* [CONSIGNE A]
Extrayez, parmi les lignes ci-dessous, toutes celles qui contiennent le mot « olive ».

Le vallon des Encanaux (13).
Situation : Le vallon des Encanaux, commune d’Auriol (13), se trouve sur le flanc Nord du dôme de la Lare, au nord de la Sainte Baume.-ph1.
La Sainte Baume avec ses 1148m d’altitude, est le plus haut sommet de la Provence du sud. C’est un château d’eau ; les principales rivières y prennent leur source : l’Huveaune, l’Argens, le Gapeau, l’Issole, le Cauron, affluent du Caramy.
Le dôme de la Lare est un anticlinal d’axe N40, à noyau de bathonien (Jmoyen). Le Jsup, constitué de calcaires et de calcaires dolomitiques, affleure abondamment ; on y trouve également du valanginien (Crétacé inf).
Au Sud, le synclinal du Plan d’Aups, crétacé sup, en grande partie santonien, repose en discordance sur le valanginien de la Lare. Ce synclinal est recouvert en partie par la nappe de Roqueforcade. –ph2.
Ces deux unités constituent l’unité autochtone de la Sainte Baume (voir page Sainte Baume).
On se trouve à la limite du bombement Provençal émergé et du bassin Sud- Provençal. Témoins de cette émersion : les poches de bauxite sur le massif de la Lare dont une, ici, dans le vallon des Encanaux, entre le Jsup et le santonien qui est décalé par une faille normale oligocène. –ph3.

* [CONSIGNE B]
Reproduisez le passage du texte sur le vallon des Encanaux depuis « La Sainte Baume avec » jusqu'à « affluent du Caramy. » inclus.

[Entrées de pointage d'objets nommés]
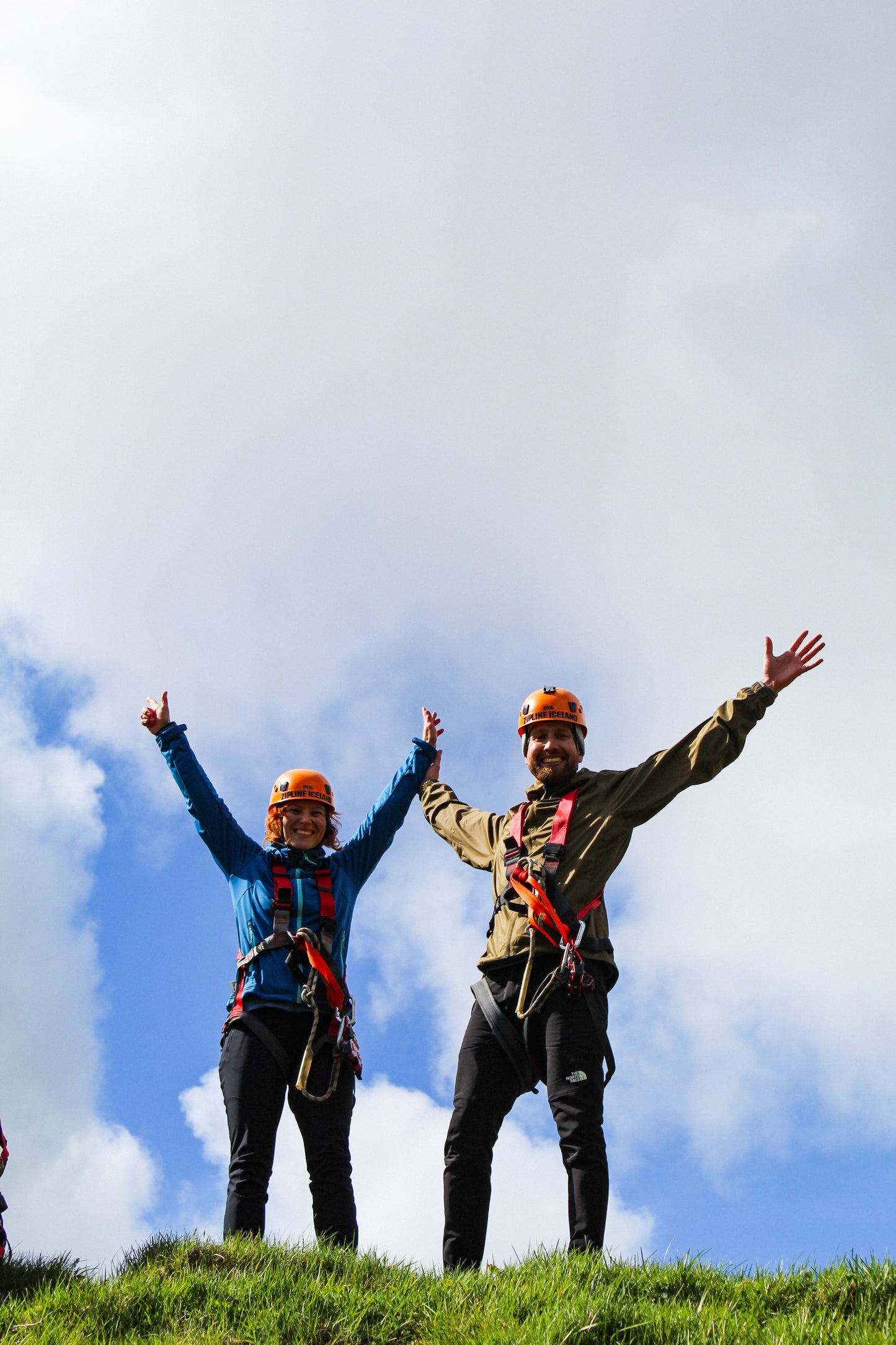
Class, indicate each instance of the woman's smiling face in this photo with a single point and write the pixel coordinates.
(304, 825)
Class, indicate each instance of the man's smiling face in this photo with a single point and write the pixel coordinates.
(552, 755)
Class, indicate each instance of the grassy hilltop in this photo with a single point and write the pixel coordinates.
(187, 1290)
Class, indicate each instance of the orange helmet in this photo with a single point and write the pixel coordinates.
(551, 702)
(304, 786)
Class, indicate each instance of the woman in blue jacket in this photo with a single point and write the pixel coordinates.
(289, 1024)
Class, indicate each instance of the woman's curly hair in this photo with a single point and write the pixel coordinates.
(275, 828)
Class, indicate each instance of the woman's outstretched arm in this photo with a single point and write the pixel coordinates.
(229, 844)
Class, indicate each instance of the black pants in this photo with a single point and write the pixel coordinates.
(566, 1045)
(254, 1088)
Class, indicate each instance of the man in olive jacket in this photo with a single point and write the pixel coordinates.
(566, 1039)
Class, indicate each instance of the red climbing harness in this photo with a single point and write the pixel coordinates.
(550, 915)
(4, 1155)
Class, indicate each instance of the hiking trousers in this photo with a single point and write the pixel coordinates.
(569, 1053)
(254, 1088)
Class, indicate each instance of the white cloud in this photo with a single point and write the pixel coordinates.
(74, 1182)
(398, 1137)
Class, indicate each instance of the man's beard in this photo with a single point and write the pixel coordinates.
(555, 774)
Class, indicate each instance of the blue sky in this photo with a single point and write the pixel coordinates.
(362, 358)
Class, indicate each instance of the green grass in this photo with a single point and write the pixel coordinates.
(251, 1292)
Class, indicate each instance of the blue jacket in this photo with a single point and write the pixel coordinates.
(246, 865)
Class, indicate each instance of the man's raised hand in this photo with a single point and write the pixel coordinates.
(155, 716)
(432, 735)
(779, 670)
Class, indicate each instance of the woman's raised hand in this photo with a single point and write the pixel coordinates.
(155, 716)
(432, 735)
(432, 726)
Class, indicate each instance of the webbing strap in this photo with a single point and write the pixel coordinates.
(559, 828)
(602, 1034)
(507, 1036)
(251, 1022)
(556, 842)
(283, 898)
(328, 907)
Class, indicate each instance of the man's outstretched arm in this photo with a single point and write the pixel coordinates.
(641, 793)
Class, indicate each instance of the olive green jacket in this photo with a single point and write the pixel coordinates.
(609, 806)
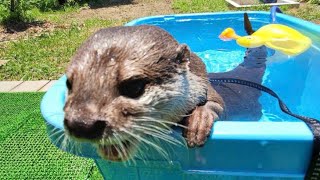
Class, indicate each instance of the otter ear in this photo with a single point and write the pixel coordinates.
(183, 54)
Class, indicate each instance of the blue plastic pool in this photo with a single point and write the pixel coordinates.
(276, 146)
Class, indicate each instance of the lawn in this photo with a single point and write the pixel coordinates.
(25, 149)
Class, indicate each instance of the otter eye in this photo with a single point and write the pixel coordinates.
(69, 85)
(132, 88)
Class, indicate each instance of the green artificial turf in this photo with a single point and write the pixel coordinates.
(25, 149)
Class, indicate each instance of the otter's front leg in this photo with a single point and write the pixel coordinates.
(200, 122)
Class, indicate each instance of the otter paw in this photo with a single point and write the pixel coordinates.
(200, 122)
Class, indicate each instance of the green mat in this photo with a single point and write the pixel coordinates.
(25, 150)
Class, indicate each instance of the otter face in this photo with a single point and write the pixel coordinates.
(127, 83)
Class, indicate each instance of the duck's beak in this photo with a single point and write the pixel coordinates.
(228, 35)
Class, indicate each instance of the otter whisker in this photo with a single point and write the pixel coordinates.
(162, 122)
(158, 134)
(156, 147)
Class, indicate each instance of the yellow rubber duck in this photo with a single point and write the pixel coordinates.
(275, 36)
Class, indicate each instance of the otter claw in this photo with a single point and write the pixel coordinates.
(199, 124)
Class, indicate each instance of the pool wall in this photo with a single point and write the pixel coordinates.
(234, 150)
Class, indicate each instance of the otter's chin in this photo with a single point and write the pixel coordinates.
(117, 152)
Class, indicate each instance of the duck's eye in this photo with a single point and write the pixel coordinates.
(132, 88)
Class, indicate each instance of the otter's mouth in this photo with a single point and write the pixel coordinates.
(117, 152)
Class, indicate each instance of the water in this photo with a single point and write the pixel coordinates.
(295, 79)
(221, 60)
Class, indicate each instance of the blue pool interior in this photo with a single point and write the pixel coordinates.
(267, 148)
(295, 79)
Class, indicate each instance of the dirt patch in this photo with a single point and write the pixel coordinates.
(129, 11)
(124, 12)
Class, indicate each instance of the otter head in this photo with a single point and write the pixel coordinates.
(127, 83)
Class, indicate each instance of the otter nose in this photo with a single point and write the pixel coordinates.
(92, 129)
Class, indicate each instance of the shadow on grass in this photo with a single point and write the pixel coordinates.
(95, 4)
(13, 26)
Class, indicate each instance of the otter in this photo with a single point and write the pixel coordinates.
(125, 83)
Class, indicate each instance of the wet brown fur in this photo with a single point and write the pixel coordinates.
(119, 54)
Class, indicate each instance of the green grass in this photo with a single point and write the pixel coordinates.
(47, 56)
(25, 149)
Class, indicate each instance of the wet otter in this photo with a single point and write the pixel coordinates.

* [RÉSULTAT ATTENDU A]
Class, indicate each instance of the man in olive jacket in this photo with a single point and write the pixel coordinates.
Class, indicate each instance of the olive green jacket in this photo with a single point and write the pixel coordinates.

* [RÉSULTAT ATTENDU B]
La Sainte Baume avec ses 1148m d’altitude, est le plus haut sommet de la Provence du sud. C’est un château d’eau ; les principales rivières y prennent leur source : l’Huveaune, l’Argens, le Gapeau, l’Issole, le Cauron, affluent du Caramy.